═══ Exercise materials

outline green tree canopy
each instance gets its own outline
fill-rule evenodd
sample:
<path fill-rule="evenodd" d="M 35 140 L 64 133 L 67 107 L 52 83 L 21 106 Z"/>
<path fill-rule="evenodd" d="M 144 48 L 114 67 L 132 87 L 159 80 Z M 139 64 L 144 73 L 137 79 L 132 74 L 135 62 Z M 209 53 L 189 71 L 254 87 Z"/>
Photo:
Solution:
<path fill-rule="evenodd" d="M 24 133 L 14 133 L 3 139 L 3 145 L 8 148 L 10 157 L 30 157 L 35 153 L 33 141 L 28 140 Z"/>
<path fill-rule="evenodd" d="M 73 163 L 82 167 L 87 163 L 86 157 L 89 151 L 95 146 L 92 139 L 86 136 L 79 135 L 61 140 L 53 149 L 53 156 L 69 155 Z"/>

══════

Task details —
Reproduce every row above word for word, changing no character.

Response to the task —
outline green tree canopy
each instance gets its own outline
fill-rule evenodd
sample:
<path fill-rule="evenodd" d="M 35 140 L 64 133 L 67 107 L 52 83 L 21 106 Z"/>
<path fill-rule="evenodd" d="M 144 48 L 114 67 L 132 87 L 159 80 Z M 139 64 L 144 73 L 137 79 L 132 74 L 135 62 Z M 209 53 L 189 71 L 254 87 Z"/>
Photo:
Solution:
<path fill-rule="evenodd" d="M 24 133 L 14 133 L 3 139 L 3 145 L 8 148 L 10 157 L 30 157 L 35 153 L 33 141 L 28 140 Z"/>
<path fill-rule="evenodd" d="M 73 163 L 82 167 L 87 163 L 86 157 L 89 151 L 95 146 L 92 139 L 86 136 L 79 135 L 61 140 L 53 149 L 53 156 L 69 155 Z"/>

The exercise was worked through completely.